**Short problem**:
Please pick up the passage on Easterly's call for technology companies to take responsibility for security and continue it after its final sentence.

In Easterly’s remarks at Carnegie, she references that while Microsoft has roughly a quarter of its enterprise administrators enrolled in 2FA use, the number is far too low. Twitter was also used as an example as it has less than 3 percent of its roughly 200 million users making use of 2FA at the moment.

While Easterly is strongly encouraging companies such as Microsoft and Twitter to take more protective accountability of user data, she has also backed legislation that would incentivize businesses to do more via liability. Companies that failed to mitigate inordinate risk through weak default settings that inevitably expose customers to undue risk, would be held liable is just one of many forms of legislation Easterly has supported.

Technology manufacturers must take ownership of the security outcomes for their customers. The government can also play a role in shifting liability onto those entities that fail to live up to the duty of care they owe their customers.

**Data entries**:
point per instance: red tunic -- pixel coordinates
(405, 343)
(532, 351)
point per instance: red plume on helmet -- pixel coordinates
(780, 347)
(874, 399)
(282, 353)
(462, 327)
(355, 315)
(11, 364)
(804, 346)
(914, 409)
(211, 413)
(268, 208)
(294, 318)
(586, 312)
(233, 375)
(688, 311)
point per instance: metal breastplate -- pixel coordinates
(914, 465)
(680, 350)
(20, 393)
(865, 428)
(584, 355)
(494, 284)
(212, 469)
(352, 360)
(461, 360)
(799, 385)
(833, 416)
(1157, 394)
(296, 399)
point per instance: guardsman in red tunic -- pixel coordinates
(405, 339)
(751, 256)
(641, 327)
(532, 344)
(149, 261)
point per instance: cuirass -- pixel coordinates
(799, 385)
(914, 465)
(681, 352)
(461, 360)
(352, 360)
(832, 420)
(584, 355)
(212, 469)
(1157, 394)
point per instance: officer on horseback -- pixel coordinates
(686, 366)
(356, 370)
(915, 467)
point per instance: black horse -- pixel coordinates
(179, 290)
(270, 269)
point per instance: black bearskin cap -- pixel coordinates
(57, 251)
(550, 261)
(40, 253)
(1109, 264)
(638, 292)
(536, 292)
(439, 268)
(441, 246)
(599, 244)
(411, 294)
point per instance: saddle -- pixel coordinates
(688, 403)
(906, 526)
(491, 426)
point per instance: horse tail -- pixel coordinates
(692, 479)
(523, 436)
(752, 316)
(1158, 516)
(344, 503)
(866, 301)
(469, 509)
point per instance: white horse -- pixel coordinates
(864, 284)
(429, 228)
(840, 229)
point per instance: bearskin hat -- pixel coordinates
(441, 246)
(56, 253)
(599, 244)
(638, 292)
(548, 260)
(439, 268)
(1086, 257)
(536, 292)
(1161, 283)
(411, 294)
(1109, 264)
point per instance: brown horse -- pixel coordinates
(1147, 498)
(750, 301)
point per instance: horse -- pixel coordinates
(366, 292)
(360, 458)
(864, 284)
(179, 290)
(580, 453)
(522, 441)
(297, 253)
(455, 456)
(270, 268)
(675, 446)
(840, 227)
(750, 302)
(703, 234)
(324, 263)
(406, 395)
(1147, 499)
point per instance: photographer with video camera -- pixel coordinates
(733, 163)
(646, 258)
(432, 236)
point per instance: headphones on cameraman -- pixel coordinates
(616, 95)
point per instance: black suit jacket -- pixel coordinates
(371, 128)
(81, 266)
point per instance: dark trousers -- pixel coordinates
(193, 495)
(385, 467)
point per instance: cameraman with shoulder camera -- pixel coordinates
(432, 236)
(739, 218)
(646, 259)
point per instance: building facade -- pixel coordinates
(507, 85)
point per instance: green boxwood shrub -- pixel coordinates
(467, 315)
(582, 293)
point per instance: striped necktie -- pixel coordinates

**Response to the task**:
Easterly has applauded Apple’s 95 percent 2FA adoption rate as the company defaults customers to using multifactor authentication through a collection of devices, and encourages companies she criticized to follow their lead.

Tangentially related, Twitter recently implemented a new policy that would charge users an $8 monthly fee to protect their accounts with 2FA, starting March 20, 2023. The irony of Twitter’s implementation is that it is removing 2FA from users who have currently employed it for free to then turn around and charge for it.

As for Microsoft, the company has slowly been nudging users of Outlook, OneDrive, Office 365 and MSA account holders to enable 2FA, but will need to flip a switch for system admins much quicker as they handle the security of several hundred or thousands of unsuspecting users a day.